Anamaría -generosa amiga -ha corregido este texto que he llamado "Noches mágicas en la Plaza de las Palomas". Ustedes dirán...
Cuando las primeras sombras comienzan a envolver los muros del antiguo Consistorio de San Marcelo las figuras y personajes que componen la Exposición de Atuendos Populares Leoneses en el Camino de Santiago se desperezan y, lentamente, cobran vida. Durante toda la jornada han estado de pie los maniquíes y las pinturas dentro de los marcos para goce de quienes visitan la muestra y escuchan las explicaciones que Javier Emperador -etnógrafo y amante de su profesión -da a los visitantes con auténtico entusiasmo.
Las noches parecen encantadas en el edificio de la Plaza de las Palomas. Con gran sigilo, al principio, se reúnen en la sala de exposiciones las mujeres de El Páramo con las de la Maragatería y las del Bierzo, mientras un hombre se quita la capa que lo protegía de la lluvia y otros dejan en el suelo el zurrón que durante el día han tenido al hombro y la zoqueta que protege sus manos en la siega. Otro desliza sus pies de las albarcas con un gesto de cansancio. Se desperezan, agitan sus manos y masajean sus dedos envueltos en dediles. Se acerca haciendo sonar sus madreñas sobre el piso encerado una joven de Sahagún, que se niega a quitar la mantilla de misa ante el requerimiento insistente de un paisano nacido en Astorga.

▸ Problema planteado 1
Extrae todas las líneas del listado que contengan la palabra "counter", distinguiendo entre mayúsculas y minúsculas.

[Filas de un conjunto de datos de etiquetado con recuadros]
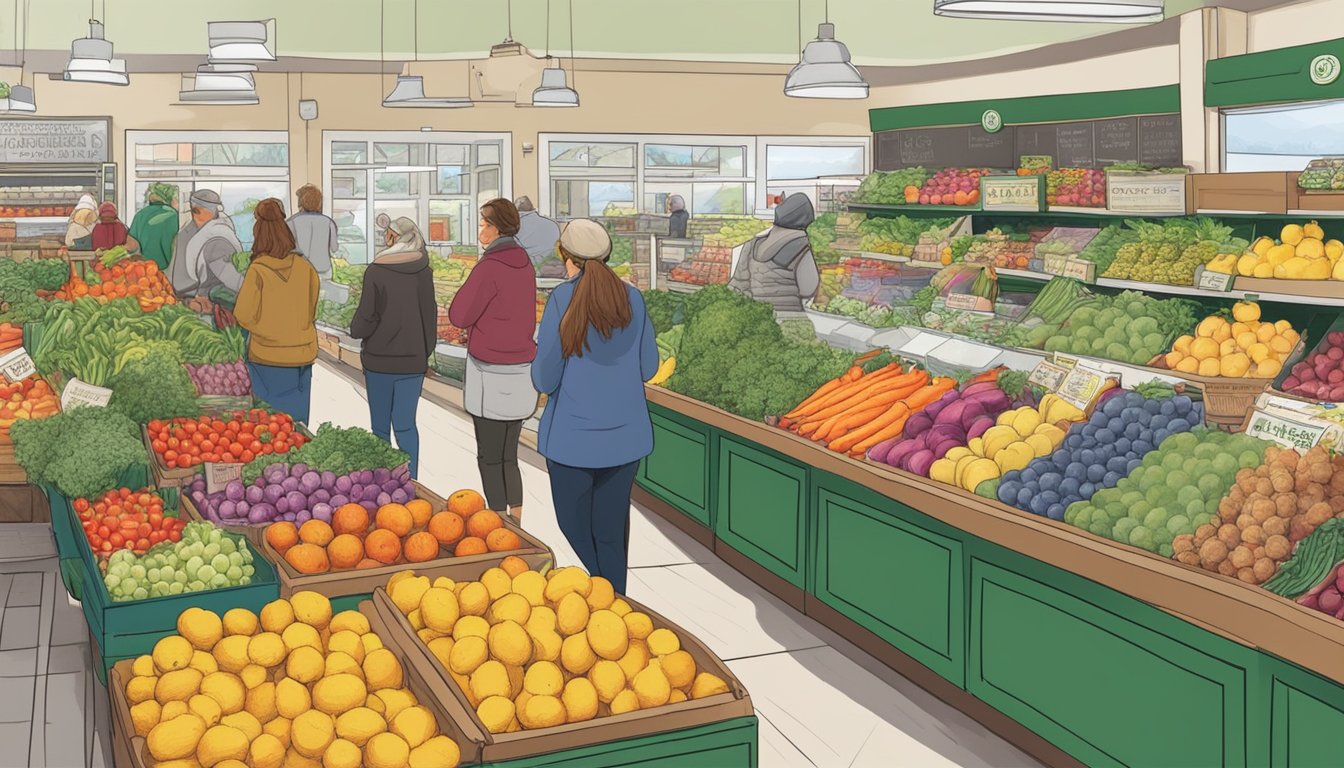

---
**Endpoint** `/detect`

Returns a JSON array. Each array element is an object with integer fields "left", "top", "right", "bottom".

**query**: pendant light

[
  {"left": 532, "top": 0, "right": 579, "bottom": 106},
  {"left": 933, "top": 0, "right": 1164, "bottom": 24},
  {"left": 378, "top": 0, "right": 476, "bottom": 109},
  {"left": 62, "top": 0, "right": 130, "bottom": 85},
  {"left": 784, "top": 0, "right": 868, "bottom": 98}
]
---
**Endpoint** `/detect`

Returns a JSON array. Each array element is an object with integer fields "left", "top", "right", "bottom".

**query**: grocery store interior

[{"left": 0, "top": 0, "right": 1344, "bottom": 768}]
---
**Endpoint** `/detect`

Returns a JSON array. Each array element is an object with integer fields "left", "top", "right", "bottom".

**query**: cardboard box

[{"left": 374, "top": 588, "right": 755, "bottom": 764}]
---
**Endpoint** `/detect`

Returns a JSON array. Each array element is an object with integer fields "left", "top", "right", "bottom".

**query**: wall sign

[{"left": 0, "top": 120, "right": 110, "bottom": 164}]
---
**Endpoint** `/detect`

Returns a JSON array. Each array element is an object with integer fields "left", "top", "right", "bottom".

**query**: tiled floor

[{"left": 0, "top": 366, "right": 1036, "bottom": 768}]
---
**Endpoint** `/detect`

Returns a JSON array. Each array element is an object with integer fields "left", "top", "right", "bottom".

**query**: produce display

[
  {"left": 387, "top": 561, "right": 730, "bottom": 733},
  {"left": 1161, "top": 301, "right": 1295, "bottom": 381},
  {"left": 265, "top": 489, "right": 523, "bottom": 574},
  {"left": 125, "top": 594, "right": 461, "bottom": 768}
]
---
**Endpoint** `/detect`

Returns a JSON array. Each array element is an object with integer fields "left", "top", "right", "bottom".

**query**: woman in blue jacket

[{"left": 532, "top": 219, "right": 659, "bottom": 594}]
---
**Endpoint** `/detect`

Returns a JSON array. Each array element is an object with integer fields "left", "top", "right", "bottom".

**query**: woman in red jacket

[{"left": 448, "top": 198, "right": 536, "bottom": 521}]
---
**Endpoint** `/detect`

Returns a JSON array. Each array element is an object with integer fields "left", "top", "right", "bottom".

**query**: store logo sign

[{"left": 1312, "top": 54, "right": 1340, "bottom": 85}]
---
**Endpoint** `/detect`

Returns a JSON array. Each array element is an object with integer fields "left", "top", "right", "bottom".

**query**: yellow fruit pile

[
  {"left": 1206, "top": 222, "right": 1344, "bottom": 280},
  {"left": 929, "top": 394, "right": 1083, "bottom": 492},
  {"left": 1167, "top": 301, "right": 1298, "bottom": 379},
  {"left": 126, "top": 592, "right": 460, "bottom": 768},
  {"left": 387, "top": 558, "right": 728, "bottom": 733}
]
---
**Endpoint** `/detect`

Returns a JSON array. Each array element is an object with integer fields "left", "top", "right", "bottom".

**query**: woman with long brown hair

[{"left": 532, "top": 219, "right": 659, "bottom": 593}]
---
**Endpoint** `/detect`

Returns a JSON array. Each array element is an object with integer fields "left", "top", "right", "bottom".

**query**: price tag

[
  {"left": 1246, "top": 409, "right": 1325, "bottom": 451},
  {"left": 0, "top": 347, "right": 38, "bottom": 383},
  {"left": 206, "top": 461, "right": 243, "bottom": 494},
  {"left": 60, "top": 378, "right": 112, "bottom": 410}
]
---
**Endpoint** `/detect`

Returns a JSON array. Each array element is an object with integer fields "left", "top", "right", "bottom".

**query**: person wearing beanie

[
  {"left": 532, "top": 219, "right": 659, "bottom": 594},
  {"left": 349, "top": 217, "right": 438, "bottom": 477},
  {"left": 233, "top": 198, "right": 317, "bottom": 424},
  {"left": 448, "top": 198, "right": 536, "bottom": 522}
]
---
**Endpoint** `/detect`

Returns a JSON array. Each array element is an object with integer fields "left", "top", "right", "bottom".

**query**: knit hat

[{"left": 560, "top": 219, "right": 612, "bottom": 261}]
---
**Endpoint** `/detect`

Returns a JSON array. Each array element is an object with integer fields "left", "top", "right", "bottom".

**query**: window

[{"left": 1223, "top": 101, "right": 1344, "bottom": 172}]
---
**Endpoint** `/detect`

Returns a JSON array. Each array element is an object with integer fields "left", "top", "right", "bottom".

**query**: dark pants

[
  {"left": 247, "top": 362, "right": 313, "bottom": 424},
  {"left": 364, "top": 371, "right": 425, "bottom": 477},
  {"left": 546, "top": 460, "right": 640, "bottom": 594},
  {"left": 472, "top": 416, "right": 523, "bottom": 512}
]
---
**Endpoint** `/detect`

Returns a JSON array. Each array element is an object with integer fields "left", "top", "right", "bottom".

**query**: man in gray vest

[{"left": 728, "top": 192, "right": 821, "bottom": 319}]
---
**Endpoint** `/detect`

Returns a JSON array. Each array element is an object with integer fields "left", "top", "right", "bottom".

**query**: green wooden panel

[
  {"left": 485, "top": 716, "right": 761, "bottom": 768},
  {"left": 868, "top": 85, "right": 1180, "bottom": 133},
  {"left": 812, "top": 479, "right": 966, "bottom": 686},
  {"left": 638, "top": 410, "right": 712, "bottom": 527},
  {"left": 714, "top": 436, "right": 810, "bottom": 589},
  {"left": 966, "top": 558, "right": 1249, "bottom": 768},
  {"left": 1204, "top": 38, "right": 1344, "bottom": 107},
  {"left": 1269, "top": 659, "right": 1344, "bottom": 768}
]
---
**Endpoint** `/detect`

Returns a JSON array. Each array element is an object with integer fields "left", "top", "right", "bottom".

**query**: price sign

[
  {"left": 1246, "top": 409, "right": 1325, "bottom": 451},
  {"left": 206, "top": 461, "right": 243, "bottom": 494},
  {"left": 0, "top": 347, "right": 38, "bottom": 383},
  {"left": 60, "top": 378, "right": 112, "bottom": 410}
]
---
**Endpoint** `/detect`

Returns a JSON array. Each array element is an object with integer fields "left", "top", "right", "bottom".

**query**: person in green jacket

[{"left": 130, "top": 182, "right": 179, "bottom": 272}]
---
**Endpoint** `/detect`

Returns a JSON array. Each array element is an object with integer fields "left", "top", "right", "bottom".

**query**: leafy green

[{"left": 9, "top": 406, "right": 149, "bottom": 499}]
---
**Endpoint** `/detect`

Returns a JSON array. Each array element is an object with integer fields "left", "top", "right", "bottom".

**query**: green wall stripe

[
  {"left": 1204, "top": 38, "right": 1344, "bottom": 106},
  {"left": 868, "top": 85, "right": 1180, "bottom": 133}
]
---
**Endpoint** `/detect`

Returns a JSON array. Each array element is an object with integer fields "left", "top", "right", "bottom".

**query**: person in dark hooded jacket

[
  {"left": 728, "top": 192, "right": 821, "bottom": 316},
  {"left": 349, "top": 217, "right": 438, "bottom": 477}
]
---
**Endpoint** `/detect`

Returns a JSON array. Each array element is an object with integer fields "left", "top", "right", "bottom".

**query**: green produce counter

[{"left": 638, "top": 387, "right": 1344, "bottom": 768}]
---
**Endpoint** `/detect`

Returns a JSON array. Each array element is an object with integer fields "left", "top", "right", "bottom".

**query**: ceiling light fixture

[
  {"left": 784, "top": 0, "right": 868, "bottom": 98},
  {"left": 933, "top": 0, "right": 1164, "bottom": 24}
]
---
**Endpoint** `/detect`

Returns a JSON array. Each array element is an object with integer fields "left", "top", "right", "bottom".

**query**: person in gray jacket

[
  {"left": 728, "top": 192, "right": 821, "bottom": 317},
  {"left": 168, "top": 190, "right": 243, "bottom": 299}
]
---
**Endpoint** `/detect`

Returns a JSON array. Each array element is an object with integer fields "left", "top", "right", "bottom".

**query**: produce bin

[
  {"left": 259, "top": 480, "right": 555, "bottom": 599},
  {"left": 374, "top": 586, "right": 755, "bottom": 765}
]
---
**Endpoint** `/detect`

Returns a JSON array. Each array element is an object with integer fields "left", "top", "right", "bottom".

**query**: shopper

[
  {"left": 288, "top": 184, "right": 340, "bottom": 282},
  {"left": 728, "top": 192, "right": 821, "bottom": 319},
  {"left": 668, "top": 195, "right": 691, "bottom": 238},
  {"left": 130, "top": 182, "right": 177, "bottom": 272},
  {"left": 532, "top": 219, "right": 659, "bottom": 593},
  {"left": 66, "top": 194, "right": 98, "bottom": 250},
  {"left": 513, "top": 196, "right": 560, "bottom": 268},
  {"left": 168, "top": 190, "right": 244, "bottom": 311},
  {"left": 349, "top": 218, "right": 438, "bottom": 477},
  {"left": 233, "top": 198, "right": 317, "bottom": 424},
  {"left": 448, "top": 198, "right": 536, "bottom": 522}
]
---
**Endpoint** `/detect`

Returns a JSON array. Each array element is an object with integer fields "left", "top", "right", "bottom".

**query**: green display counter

[{"left": 638, "top": 387, "right": 1344, "bottom": 768}]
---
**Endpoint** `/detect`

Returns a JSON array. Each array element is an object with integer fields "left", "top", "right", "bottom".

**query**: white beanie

[{"left": 560, "top": 219, "right": 612, "bottom": 261}]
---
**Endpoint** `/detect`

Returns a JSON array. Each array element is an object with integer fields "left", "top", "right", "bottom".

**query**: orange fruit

[
  {"left": 429, "top": 512, "right": 466, "bottom": 546},
  {"left": 374, "top": 504, "right": 415, "bottom": 537},
  {"left": 448, "top": 488, "right": 485, "bottom": 518},
  {"left": 327, "top": 534, "right": 364, "bottom": 569},
  {"left": 406, "top": 499, "right": 434, "bottom": 529},
  {"left": 332, "top": 504, "right": 368, "bottom": 535},
  {"left": 364, "top": 529, "right": 402, "bottom": 565},
  {"left": 485, "top": 529, "right": 523, "bottom": 551},
  {"left": 402, "top": 531, "right": 438, "bottom": 562},
  {"left": 499, "top": 554, "right": 532, "bottom": 578},
  {"left": 298, "top": 521, "right": 336, "bottom": 546},
  {"left": 466, "top": 510, "right": 504, "bottom": 539},
  {"left": 285, "top": 542, "right": 331, "bottom": 573},
  {"left": 453, "top": 537, "right": 491, "bottom": 557},
  {"left": 266, "top": 522, "right": 298, "bottom": 554}
]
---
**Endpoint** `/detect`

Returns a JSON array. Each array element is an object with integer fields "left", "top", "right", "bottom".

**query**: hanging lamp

[
  {"left": 933, "top": 0, "right": 1164, "bottom": 24},
  {"left": 532, "top": 0, "right": 579, "bottom": 106},
  {"left": 784, "top": 0, "right": 868, "bottom": 98}
]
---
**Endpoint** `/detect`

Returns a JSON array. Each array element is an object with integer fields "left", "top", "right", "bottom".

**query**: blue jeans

[
  {"left": 546, "top": 459, "right": 640, "bottom": 594},
  {"left": 364, "top": 371, "right": 425, "bottom": 477},
  {"left": 247, "top": 362, "right": 313, "bottom": 424}
]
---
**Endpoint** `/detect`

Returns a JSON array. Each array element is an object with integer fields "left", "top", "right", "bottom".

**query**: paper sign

[
  {"left": 1246, "top": 409, "right": 1325, "bottom": 451},
  {"left": 0, "top": 347, "right": 38, "bottom": 383},
  {"left": 60, "top": 378, "right": 112, "bottom": 410},
  {"left": 206, "top": 461, "right": 243, "bottom": 494}
]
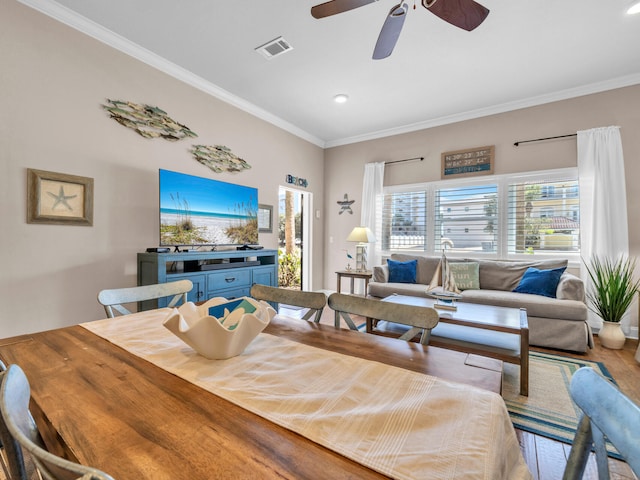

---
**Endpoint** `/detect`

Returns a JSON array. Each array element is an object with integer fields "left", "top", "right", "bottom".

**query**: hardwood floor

[
  {"left": 516, "top": 336, "right": 640, "bottom": 480},
  {"left": 302, "top": 308, "right": 640, "bottom": 480}
]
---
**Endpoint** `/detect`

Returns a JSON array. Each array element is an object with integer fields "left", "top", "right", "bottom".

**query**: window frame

[{"left": 377, "top": 167, "right": 581, "bottom": 266}]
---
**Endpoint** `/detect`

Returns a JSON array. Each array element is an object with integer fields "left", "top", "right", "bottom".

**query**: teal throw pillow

[
  {"left": 387, "top": 259, "right": 418, "bottom": 283},
  {"left": 513, "top": 267, "right": 567, "bottom": 298},
  {"left": 449, "top": 262, "right": 480, "bottom": 290}
]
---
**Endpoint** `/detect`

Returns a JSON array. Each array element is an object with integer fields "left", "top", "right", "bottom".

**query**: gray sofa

[{"left": 367, "top": 254, "right": 593, "bottom": 352}]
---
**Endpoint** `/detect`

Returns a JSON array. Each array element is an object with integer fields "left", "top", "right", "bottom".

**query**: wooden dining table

[{"left": 0, "top": 315, "right": 510, "bottom": 480}]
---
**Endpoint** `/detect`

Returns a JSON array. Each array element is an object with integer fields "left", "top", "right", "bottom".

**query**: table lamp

[{"left": 347, "top": 227, "right": 376, "bottom": 272}]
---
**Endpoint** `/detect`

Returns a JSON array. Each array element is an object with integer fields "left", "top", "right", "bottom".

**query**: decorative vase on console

[{"left": 585, "top": 256, "right": 640, "bottom": 348}]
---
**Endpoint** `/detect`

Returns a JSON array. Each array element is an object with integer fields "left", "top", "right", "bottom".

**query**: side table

[{"left": 336, "top": 270, "right": 373, "bottom": 297}]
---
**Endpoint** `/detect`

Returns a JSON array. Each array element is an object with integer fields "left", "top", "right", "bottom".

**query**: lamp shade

[{"left": 347, "top": 227, "right": 376, "bottom": 243}]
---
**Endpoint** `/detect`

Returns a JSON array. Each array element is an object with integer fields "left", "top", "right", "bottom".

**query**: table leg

[{"left": 520, "top": 308, "right": 529, "bottom": 397}]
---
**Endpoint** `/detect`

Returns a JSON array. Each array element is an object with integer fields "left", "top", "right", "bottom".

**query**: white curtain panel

[
  {"left": 360, "top": 162, "right": 384, "bottom": 270},
  {"left": 578, "top": 126, "right": 635, "bottom": 333}
]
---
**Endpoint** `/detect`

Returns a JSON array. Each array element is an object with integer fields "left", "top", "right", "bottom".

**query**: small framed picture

[
  {"left": 258, "top": 205, "right": 273, "bottom": 233},
  {"left": 27, "top": 168, "right": 93, "bottom": 226}
]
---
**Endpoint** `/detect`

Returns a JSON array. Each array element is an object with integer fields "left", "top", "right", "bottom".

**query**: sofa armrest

[
  {"left": 372, "top": 265, "right": 389, "bottom": 283},
  {"left": 556, "top": 272, "right": 585, "bottom": 302}
]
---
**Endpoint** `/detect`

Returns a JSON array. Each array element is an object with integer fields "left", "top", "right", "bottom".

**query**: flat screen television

[{"left": 159, "top": 169, "right": 258, "bottom": 247}]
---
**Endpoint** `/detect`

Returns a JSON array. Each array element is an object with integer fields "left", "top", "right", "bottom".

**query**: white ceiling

[{"left": 20, "top": 0, "right": 640, "bottom": 147}]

▸ Problema planteado 2
Responde estas preguntas sobre el texto de la exposición de atuendos leoneses:
(a) ¿En qué antiguo edificio se encuentra la exposición?
(b) ¿Qué profesión tiene Javier Emperador?
(c) ¿De qué lugar es la joven que se acerca haciendo sonar sus madreñas?

▸ Respuesta final 1
**query**: green produce counter
**query**: green display counter

▸ Respuesta final 2
(a) En el antiguo Consistorio de San Marcelo.
(b) Es etnógrafo.
(c) Es de Sahagún.